— Excerpt to read —
- - - - -
"Ischemia reperfusion injury" is the medical term for injuries that stem from the renewed flow of blood through injured and healing tissue. It often affects patients who received traumatic injuries or underwent surgeries, as well as soldiers who got wounded on the battlefield.
A University of Virginia (UVA) research team led by Dr. Zhen Yan were determined to come up with an effective means of reducing blood flow-related injuries for these patients. Yan specialized in the cellular benefits of physical exercise. He reported that working out before the injury-causing event made it much less likely for muscles and nerves to sustain additional physical damage.
"Exercise-trained mice had a much better recovery, evidenced by less nerve damage, less muscle damage and less reduction of contractile function [in the muscle] immediately after injury and days later," Yan explained. (Related: 6 Months of aerobic exercise can improve neurocognition among older people, says study.)
First responders and first aid providers sometimes need to keep a victim from bleeding out. Many use a tourniquet to halt blood circulation until the patient reaches the emergency room and receives replacement blood.
However, stopping blood flow makes ischemia reperfusion injuries all the more likely. To prevent blood flow from causing further damage to already-injured wounds, circulation should only be cut off for a maximum of 90 minutes.
In order to evaluate the effects of reperfusion injury on both muscles and nerves, the UVA researchers created a mouse model. Mice were allowed to exercise in the form of voluntary running. Then they were subjected to surgical operations.
Furthermore, the researchers evaluated the level of oxidative stress experienced by the mitochondria of the cells once blood began flowing through the area again.
They found that mice that did physical exercises before their injury displayed reduced levels of damage from ischemia reperfusion. Pre-injury workouts strengthened the muscles and nerves, which protected the cells from getting damaged by restored blood flow. However, exercise did not reduce the amount of oxidative stress experienced by the tissues.
- - - - -
— Given data —

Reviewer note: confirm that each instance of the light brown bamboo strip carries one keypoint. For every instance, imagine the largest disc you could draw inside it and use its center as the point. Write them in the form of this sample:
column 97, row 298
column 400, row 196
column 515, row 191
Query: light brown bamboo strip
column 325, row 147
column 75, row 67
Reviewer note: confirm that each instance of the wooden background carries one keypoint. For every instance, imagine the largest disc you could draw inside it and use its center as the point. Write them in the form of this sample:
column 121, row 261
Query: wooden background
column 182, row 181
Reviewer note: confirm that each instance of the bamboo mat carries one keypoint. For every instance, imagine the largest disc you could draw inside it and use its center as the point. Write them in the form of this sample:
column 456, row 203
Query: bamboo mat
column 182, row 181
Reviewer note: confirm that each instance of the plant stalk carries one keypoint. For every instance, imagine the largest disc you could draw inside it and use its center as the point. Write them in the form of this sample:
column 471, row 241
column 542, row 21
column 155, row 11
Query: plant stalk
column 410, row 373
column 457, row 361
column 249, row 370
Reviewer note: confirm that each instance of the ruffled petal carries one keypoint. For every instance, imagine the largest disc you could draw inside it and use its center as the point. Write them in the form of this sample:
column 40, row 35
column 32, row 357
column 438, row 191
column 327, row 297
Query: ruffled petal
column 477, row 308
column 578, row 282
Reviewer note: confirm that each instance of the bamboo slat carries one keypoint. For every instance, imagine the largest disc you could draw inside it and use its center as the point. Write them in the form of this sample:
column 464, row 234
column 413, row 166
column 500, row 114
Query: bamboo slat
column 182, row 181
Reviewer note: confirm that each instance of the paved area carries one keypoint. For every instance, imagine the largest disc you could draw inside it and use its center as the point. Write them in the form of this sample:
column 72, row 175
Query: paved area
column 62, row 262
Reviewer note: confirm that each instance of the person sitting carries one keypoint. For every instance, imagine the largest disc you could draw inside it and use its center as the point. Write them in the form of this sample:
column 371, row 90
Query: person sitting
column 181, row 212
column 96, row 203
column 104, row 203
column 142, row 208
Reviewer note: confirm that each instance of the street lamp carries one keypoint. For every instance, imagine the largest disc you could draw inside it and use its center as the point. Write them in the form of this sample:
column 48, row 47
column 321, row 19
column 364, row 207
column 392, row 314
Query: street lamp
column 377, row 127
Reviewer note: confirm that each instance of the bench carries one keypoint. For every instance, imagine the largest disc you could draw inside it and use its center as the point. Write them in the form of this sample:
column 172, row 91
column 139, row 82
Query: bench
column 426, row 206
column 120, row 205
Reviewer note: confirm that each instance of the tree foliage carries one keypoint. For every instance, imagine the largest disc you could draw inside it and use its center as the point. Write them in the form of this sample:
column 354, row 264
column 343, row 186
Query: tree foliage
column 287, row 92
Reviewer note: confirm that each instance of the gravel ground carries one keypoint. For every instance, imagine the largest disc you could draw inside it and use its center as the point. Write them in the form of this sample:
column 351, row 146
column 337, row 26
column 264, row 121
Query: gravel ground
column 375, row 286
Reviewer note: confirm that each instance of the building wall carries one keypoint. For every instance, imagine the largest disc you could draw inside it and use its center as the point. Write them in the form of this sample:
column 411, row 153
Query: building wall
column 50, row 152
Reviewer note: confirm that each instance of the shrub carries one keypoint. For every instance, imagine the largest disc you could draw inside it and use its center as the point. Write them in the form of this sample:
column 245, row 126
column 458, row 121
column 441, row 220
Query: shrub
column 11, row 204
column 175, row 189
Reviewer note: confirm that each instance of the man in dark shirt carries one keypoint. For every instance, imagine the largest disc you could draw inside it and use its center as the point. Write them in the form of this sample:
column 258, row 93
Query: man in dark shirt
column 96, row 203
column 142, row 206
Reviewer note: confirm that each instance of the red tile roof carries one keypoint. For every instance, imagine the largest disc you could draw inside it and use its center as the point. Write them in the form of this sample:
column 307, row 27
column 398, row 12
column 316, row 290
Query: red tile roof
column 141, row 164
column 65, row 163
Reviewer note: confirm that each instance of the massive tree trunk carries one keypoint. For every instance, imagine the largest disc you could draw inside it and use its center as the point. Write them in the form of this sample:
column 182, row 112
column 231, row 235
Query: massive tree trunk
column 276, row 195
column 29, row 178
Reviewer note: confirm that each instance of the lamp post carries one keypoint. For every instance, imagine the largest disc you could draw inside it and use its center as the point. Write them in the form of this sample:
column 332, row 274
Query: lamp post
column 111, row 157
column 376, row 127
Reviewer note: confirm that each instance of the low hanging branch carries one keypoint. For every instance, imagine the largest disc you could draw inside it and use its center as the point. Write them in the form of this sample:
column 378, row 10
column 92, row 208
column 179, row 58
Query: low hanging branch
- - - - -
— List of tasks —
**1)** List the groups of people that the article on ischemia reperfusion injury says are often affected by it.
**2)** According to the article on ischemia reperfusion injury, what is the longest time circulation should be cut off?
**3)** Please carry on with the article on ischemia reperfusion injury from its final sentence.

— Responses per task —
**1)**
- Patients who received traumatic injuries
- Patients who underwent surgeries
- Soldiers who got wounded on the battlefield

**2)** A maximum of 90 minutes.

**3)**
An earlier study by Yan examined the activity of muscle cells during the loss and restoration of blood flow. He compared the cells to circuit boards that were normally hooked up to wires but could get disconnected.
In that experiment, he treated the mice with a compound that protected the mitochondria of muscle cells from harm. Specifically, it shielded a structure called a neuromuscular junction, where the muscle and the nerve are physically linked in order to regulate the contraction of the muscle.
The compound protected the neuromuscular junction from taking any damage. In the future, a refined version could be adapted for emergency medical use by humans.
"On the battlefield, a simple thing to do is to put a bandage around the limb to block the circulation, to block the bleeding," Yan explained in a press release. "But at a certain point, you have to re-establish circulation, and our approach could offer a way to minimize the collateral damage and get better outcomes."
It appeared that physical exercise achieves the same protective effect as the compound. However, exercise used a different means of protecting the neuromuscular junction from getting damaged by ischemia reperfusion.